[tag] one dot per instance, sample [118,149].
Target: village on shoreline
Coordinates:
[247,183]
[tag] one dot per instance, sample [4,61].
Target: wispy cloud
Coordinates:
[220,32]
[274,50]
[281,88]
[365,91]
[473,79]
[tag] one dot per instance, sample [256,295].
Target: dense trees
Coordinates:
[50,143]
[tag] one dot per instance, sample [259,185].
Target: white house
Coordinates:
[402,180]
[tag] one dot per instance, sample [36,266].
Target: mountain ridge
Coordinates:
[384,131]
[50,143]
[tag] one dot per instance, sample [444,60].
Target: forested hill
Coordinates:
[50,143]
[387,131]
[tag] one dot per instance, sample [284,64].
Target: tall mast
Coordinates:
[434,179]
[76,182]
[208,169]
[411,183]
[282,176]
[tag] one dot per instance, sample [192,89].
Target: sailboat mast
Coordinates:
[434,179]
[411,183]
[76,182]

▶ **What you will do**: Determine how many lines of the material include the string "Target", and give only the resulting number.

▶ **Problem solution**: 8